= PROBLEM DESCRIPTION =
All of the data that follows should be given again exactly, without its images.

Stored data entries
--------------------------------

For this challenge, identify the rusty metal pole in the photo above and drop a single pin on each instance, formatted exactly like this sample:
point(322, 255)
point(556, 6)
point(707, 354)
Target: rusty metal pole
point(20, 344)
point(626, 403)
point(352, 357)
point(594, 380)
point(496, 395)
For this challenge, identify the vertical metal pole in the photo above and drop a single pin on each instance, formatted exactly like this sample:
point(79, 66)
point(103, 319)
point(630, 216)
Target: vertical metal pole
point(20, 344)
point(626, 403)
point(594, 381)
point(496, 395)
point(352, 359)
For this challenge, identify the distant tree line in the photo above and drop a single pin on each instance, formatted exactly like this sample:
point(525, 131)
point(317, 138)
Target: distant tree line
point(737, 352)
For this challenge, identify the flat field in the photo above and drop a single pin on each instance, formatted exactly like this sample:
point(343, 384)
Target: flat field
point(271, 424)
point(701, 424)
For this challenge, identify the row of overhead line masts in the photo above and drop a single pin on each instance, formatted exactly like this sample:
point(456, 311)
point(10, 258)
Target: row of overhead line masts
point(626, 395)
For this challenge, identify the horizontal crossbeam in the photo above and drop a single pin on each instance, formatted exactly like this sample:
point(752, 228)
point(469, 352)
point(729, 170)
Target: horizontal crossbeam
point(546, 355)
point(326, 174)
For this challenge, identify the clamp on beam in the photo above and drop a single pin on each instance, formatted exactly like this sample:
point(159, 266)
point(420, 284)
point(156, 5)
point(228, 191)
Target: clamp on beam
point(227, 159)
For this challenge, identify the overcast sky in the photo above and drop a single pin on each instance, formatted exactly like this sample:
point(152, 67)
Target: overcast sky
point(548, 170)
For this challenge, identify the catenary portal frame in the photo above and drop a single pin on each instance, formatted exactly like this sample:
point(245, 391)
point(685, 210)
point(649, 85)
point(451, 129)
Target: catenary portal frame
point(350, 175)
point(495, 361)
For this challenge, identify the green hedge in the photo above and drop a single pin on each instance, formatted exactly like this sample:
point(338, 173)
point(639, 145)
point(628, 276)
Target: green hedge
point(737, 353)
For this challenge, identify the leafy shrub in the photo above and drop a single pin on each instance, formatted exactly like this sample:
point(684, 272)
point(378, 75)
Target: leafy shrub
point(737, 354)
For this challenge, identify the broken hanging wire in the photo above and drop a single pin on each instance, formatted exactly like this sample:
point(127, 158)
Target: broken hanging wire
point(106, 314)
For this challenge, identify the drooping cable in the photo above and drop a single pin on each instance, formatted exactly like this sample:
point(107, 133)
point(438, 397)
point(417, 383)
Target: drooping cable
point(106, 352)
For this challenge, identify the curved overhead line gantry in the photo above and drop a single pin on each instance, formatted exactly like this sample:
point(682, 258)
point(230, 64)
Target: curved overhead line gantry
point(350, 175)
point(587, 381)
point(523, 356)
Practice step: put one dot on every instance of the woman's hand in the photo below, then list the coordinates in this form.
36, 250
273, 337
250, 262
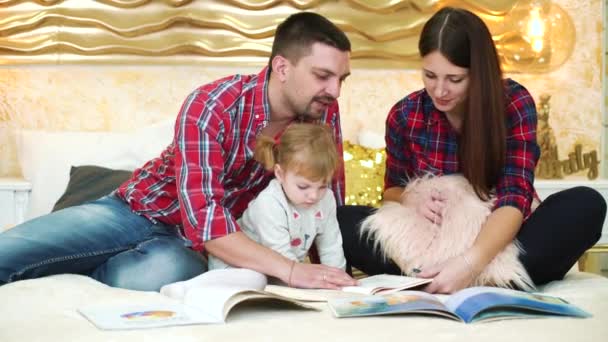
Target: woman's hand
318, 276
450, 276
432, 207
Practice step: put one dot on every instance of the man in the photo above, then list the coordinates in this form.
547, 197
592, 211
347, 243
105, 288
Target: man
151, 231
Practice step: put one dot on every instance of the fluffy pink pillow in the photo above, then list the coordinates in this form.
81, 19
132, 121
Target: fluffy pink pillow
411, 241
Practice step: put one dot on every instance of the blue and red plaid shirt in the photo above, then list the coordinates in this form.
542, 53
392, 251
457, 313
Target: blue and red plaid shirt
420, 140
207, 176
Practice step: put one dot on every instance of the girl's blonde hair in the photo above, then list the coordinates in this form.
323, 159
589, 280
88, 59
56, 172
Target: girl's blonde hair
308, 150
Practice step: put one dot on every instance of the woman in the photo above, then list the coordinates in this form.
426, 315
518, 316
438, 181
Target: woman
468, 120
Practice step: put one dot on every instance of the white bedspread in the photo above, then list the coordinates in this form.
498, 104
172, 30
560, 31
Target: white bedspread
45, 310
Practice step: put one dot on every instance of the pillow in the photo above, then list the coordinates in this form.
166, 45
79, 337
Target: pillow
364, 171
88, 183
46, 157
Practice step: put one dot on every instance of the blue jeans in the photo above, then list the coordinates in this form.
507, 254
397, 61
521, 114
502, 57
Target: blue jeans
103, 239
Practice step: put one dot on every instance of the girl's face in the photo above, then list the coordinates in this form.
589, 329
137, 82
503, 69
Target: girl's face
446, 83
300, 191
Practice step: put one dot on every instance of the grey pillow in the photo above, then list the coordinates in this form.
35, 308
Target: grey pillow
88, 183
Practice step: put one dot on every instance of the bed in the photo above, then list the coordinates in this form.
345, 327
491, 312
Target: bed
45, 309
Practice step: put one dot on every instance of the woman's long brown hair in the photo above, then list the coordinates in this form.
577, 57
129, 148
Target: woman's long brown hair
464, 39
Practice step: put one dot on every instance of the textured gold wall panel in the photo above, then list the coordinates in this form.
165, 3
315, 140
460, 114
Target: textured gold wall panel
384, 33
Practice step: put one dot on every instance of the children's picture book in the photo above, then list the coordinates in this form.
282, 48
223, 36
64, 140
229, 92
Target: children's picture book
475, 304
386, 283
377, 284
207, 300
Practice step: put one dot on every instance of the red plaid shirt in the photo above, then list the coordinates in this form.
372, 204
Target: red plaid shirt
207, 176
420, 140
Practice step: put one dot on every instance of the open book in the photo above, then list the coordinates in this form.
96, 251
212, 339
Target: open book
377, 284
469, 305
208, 300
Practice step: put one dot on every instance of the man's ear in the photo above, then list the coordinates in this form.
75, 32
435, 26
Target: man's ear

--------------------------------

= RESPONSE =
For this challenge, identify the rusty metal pole in the photo above and drop a single pin on each instance, formatted exactly like this sample:
point(322, 255)
point(556, 6)
point(707, 354)
Target: rusty metal pole
point(20, 344)
point(626, 403)
point(352, 357)
point(594, 380)
point(496, 395)
For this challenge, identify the vertical metal pole in the photo above and drop a single pin on each instance, formatted exactly like this sample:
point(79, 66)
point(103, 319)
point(630, 216)
Target: vertical metal pole
point(20, 344)
point(626, 403)
point(594, 381)
point(496, 395)
point(352, 359)
For this challenge, identify the distant tree line in the photo above and drop a single pin on each instance, formatted exactly like this sample:
point(525, 131)
point(317, 138)
Target: distant tree line
point(737, 352)
For this challenge, identify the flat field in the photo above and drop a single pin on each instance, formatted exactly like this sample:
point(343, 384)
Target: flat field
point(271, 424)
point(701, 424)
For this challenge, identify the row of overhead line masts in the photo above and drop a single pin on each instance, formatted exactly like this sample:
point(456, 311)
point(10, 258)
Target: row of overhead line masts
point(626, 395)
For this challenge, identify the horizontal crossbeam in the photo above and drop a single pin on each instance, formatted exactly like this sample:
point(752, 228)
point(469, 352)
point(729, 170)
Target: horizontal crossbeam
point(546, 355)
point(326, 174)
For this challenge, identify the clamp on beam in the photo above and drop a single pin on each instance, formatted exactly like this sample:
point(159, 266)
point(420, 284)
point(156, 5)
point(228, 191)
Target: clamp on beam
point(227, 159)
For this challenge, identify the overcast sky in the photo above and drop a single pin on each instance, formatted exactly like this sample:
point(152, 67)
Target: overcast sky
point(548, 170)
For this challenge, identify the catenary portal frame in the photo above and drop a single pin on each instance, formatted exactly like this sample:
point(245, 391)
point(685, 210)
point(649, 85)
point(451, 129)
Target: catenary portal frame
point(350, 175)
point(495, 361)
For this challenge, identify the green hedge in the photo above and drop a single pin on each instance, formatted exactly like this sample:
point(338, 173)
point(639, 145)
point(628, 276)
Target: green hedge
point(737, 353)
For this challenge, identify the leafy shrub in the photo above and drop a single pin on each instance, formatted exactly like this sample:
point(684, 272)
point(378, 75)
Target: leafy shrub
point(737, 354)
For this challenge, identify the broken hanging wire in the photo above and drop a single pin on each instance, formatted exactly like this sample:
point(127, 158)
Target: broken hanging wire
point(106, 314)
For this challenge, identify the drooping cable in the photo above and drop a single pin on each instance, formatted exactly like this sample:
point(107, 133)
point(438, 397)
point(417, 383)
Target: drooping cable
point(106, 352)
For this challenge, identify the curved overhead line gantry in the photo above and drop a single pin on each instance, formatted exactly like this sample:
point(682, 258)
point(230, 64)
Target: curved overhead line gantry
point(350, 175)
point(587, 381)
point(523, 356)
Practice step: put one dot on every instance of the woman's hand in the photo below, then list the coordinates in this form.
36, 250
273, 337
250, 262
Target: woman's hand
318, 276
450, 276
432, 207
Practice step: put one dot on every instance of the man in the photo above, then list the coordinates in this form.
547, 197
592, 211
347, 243
105, 288
Target: man
151, 231
Practice step: put one dot on every instance of the fluffy pink pillow in the photo above, then list the coordinates in this form.
81, 19
132, 121
Target: fluffy pink pillow
411, 241
Practice step: put one dot on every instance of the blue and red plaid shirt in the photo above, then list the coordinates in this form.
542, 53
392, 251
457, 313
Target: blue and red plaid shirt
420, 140
207, 176
Practice step: put one dot on every instance of the girl's blonde hair in the photo above, then list the coordinates in this form.
323, 159
589, 280
88, 59
56, 172
Target: girl's blonde hair
308, 150
Practice step: put one dot on every instance of the woman in the photo above, then list the coordinates in this form.
426, 315
518, 316
438, 181
Target: woman
468, 120
Practice step: put one dot on every instance of the white bedspread in the photo above, then list the coordinates in this form.
498, 104
172, 30
560, 31
Target: white bedspread
45, 310
Practice step: put one dot on every instance of the pillow in the photo above, then list the coordinates in this form.
166, 45
79, 337
Target: pillow
364, 171
88, 183
46, 157
Practice step: put one dot on every instance of the blue jeans in the photo above, then list the coordinates in this form.
507, 254
397, 61
521, 114
502, 57
Target: blue jeans
103, 239
Practice step: put one dot on every instance of the girl's face in the photo above, then list the coordinates in this form.
589, 329
137, 82
503, 69
Target: girl's face
446, 83
300, 191
Practice step: put one dot on every instance of the grey pillow in the photo above, then list the coordinates in this form.
35, 308
Target: grey pillow
88, 183
Practice step: put one dot on every instance of the bed in the photo above, then list the coordinates in this form.
345, 327
491, 312
Target: bed
45, 309
Practice step: put one dot on every instance of the woman's long brown hair in the photo above, then list the coordinates in this form.
577, 57
129, 148
Target: woman's long brown hair
464, 39
Practice step: put one dot on every instance of the textured gold wall panel in the photo above, then list the coordinates in this form.
165, 3
315, 140
460, 114
Target: textured gold wall panel
384, 33
Practice step: put one dot on every instance of the children's picture book in the photo above, then list the coordinates in this form.
282, 48
223, 36
64, 140
229, 92
Target: children's picture book
475, 304
386, 283
377, 284
207, 300
Practice step: put one dot on every instance of the red plaid shirt in the photo above, then list the coordinates in this form.
372, 204
Target: red plaid shirt
207, 176
420, 140
Practice step: put one dot on every instance of the open book in the photo above, then list the coordinates in this form.
96, 251
212, 339
Target: open book
377, 284
469, 305
208, 300
Practice step: put one dot on every instance of the man's ear in the photo above, then list the coordinates in this form.
75, 32
435, 26
Target: man's ear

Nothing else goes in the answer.